(Named-object pointing records)
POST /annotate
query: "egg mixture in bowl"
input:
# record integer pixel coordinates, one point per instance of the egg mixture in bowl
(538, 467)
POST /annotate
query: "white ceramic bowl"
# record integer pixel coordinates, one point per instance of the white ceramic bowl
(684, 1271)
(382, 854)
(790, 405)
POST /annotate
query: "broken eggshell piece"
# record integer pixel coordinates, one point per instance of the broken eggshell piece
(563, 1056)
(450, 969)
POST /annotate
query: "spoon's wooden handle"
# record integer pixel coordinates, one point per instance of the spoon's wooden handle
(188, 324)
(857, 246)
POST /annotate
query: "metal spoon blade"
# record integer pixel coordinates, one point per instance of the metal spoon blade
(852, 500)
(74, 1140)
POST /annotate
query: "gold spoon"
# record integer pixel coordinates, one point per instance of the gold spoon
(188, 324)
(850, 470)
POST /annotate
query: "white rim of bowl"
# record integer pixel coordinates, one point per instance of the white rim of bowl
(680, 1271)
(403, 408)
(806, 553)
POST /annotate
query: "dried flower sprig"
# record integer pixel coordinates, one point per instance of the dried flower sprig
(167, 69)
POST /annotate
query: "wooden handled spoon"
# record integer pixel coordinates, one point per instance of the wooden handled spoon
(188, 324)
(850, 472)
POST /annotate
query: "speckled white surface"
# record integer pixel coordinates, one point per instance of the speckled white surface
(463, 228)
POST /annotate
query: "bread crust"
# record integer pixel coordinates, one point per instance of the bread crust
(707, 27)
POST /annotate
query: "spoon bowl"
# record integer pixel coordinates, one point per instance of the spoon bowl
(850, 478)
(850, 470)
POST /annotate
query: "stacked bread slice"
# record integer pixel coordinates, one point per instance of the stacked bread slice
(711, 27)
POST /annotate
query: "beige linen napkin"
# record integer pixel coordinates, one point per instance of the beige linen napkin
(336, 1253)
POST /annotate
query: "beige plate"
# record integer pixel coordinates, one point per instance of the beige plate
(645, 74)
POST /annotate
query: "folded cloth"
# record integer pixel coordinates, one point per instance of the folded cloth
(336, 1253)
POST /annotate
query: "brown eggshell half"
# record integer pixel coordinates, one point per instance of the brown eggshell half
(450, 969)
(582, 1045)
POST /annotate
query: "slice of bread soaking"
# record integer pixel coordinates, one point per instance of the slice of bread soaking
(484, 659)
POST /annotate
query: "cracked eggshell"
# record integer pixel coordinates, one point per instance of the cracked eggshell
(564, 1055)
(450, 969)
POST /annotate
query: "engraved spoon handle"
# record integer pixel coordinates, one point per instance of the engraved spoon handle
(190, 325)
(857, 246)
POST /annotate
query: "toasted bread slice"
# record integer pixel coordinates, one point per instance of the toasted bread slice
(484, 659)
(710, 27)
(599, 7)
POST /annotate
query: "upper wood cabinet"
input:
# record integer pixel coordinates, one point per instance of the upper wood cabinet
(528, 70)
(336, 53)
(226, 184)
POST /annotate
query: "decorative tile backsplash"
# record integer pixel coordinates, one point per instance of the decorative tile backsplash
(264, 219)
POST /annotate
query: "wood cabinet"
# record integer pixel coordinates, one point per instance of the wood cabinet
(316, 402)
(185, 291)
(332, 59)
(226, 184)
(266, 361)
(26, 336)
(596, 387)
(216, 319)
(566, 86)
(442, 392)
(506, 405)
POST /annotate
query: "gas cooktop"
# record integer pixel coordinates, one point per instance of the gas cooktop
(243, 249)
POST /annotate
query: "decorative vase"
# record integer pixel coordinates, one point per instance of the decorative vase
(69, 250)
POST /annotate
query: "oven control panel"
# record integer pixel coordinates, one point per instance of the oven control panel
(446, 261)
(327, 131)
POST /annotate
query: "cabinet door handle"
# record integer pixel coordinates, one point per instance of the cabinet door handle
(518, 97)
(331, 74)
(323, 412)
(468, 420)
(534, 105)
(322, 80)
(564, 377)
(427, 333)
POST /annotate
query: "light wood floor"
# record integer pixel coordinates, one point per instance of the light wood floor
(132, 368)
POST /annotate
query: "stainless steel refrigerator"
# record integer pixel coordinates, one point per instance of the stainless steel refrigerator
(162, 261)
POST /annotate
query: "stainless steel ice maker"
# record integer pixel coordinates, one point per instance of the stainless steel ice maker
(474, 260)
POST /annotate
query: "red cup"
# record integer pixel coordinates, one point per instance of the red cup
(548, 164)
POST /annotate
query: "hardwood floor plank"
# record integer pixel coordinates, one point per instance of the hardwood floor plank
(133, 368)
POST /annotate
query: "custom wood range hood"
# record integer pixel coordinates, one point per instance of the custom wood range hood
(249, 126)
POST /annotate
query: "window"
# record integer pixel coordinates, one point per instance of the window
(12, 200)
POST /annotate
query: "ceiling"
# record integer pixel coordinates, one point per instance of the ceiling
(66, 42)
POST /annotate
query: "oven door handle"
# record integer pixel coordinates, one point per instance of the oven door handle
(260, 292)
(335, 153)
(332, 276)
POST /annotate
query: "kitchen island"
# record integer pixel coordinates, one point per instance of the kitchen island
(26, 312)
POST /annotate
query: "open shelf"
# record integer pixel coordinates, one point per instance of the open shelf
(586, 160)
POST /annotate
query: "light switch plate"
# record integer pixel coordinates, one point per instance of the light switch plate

• Given instruction
Gather every line from the rows above that contains the word "backsplash", copying each line in full.

• Result of this task
query: "decorative tile backsplash"
# record integer pixel coordinates, one point per instance of the decorative tile backsplash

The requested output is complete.